(DATA EXCERPTS)

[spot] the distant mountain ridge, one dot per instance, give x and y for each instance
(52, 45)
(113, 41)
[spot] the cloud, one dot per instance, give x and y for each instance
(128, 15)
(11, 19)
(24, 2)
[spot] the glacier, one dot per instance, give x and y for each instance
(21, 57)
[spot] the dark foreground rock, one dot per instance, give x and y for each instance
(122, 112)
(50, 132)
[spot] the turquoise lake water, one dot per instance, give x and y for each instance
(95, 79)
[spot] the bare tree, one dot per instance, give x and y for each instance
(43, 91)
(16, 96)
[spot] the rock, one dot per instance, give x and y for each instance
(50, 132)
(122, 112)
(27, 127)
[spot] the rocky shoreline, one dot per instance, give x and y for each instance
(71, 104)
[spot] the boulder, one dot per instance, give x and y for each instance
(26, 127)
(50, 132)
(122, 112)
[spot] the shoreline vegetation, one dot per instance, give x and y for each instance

(End DATA EXCERPTS)
(DATA EXCERPTS)

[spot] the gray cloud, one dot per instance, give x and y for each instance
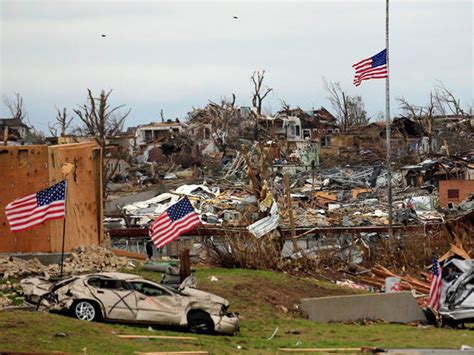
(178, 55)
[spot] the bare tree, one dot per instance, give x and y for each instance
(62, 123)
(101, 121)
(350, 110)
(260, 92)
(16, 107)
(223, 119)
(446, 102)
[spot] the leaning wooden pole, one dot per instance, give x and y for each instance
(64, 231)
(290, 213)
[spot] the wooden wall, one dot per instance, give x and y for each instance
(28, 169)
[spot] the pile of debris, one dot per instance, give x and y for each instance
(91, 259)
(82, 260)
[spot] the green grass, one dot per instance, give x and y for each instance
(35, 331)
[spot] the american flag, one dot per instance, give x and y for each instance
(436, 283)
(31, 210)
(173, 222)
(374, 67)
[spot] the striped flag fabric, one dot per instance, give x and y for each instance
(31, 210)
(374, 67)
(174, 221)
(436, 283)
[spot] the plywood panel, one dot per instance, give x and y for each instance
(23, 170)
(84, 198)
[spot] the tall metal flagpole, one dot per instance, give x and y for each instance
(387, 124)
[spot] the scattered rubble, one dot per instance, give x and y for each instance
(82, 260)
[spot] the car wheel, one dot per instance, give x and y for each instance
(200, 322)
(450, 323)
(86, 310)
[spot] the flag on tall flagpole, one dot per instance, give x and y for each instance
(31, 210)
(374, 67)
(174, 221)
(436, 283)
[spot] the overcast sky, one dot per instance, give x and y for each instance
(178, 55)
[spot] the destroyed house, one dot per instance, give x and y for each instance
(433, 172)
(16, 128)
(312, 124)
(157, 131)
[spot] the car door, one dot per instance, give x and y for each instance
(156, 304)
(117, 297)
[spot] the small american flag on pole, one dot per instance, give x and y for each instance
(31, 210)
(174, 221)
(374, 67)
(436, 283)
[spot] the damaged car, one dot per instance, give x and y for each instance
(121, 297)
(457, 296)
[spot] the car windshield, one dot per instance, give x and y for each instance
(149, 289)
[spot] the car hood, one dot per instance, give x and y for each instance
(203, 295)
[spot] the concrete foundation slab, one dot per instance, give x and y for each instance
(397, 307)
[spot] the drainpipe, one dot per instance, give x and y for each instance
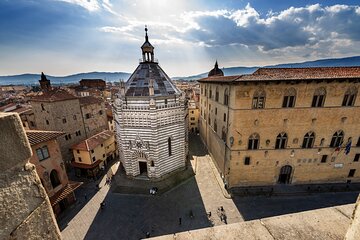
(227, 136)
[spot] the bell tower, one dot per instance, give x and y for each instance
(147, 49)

(End DATA EXCERPTS)
(DATA EXCERPTS)

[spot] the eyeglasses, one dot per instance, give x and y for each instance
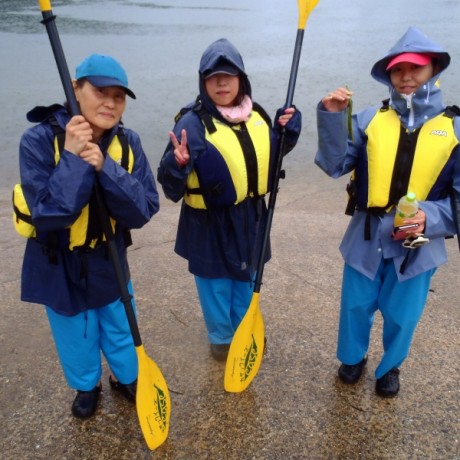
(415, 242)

(End DATA EXCERPTS)

In the listing above, the lines from the one containing "[spot] the distant" through the one containing "[spot] the shoreline" must be set down exactly, with no other lines.

> WRITTEN RESPONSE
[spot] the distant mountain ridge, one dot per instance, give x and y for each instance
(52, 45)
(113, 41)
[spot] the cloud, one dot per instance, give x and y for each instance
(128, 15)
(11, 19)
(24, 2)
[spot] the glacier, one dot per instance, give x and y for each instance
(21, 57)
[spot] the dark foreground rock, one dot per instance, give x and y for each instance
(122, 112)
(50, 132)
[spot] the turquoise lake water, one dot per instance, give x and y for each instance
(95, 79)
[spot] the bare tree, one dot per instance, give x and y for each instance
(43, 91)
(16, 96)
[spot] the rock, one dot per instance, give x and y for each instance
(50, 132)
(122, 112)
(27, 127)
[spot] the rocky shoreline, one dot per instance, give x and y for each instance
(71, 104)
[spot] the boulder, one dot per instance, give x and y for each instance
(26, 127)
(50, 132)
(122, 112)
[spot] the shoreline vegetation, one dot per instance, give x and y for each instance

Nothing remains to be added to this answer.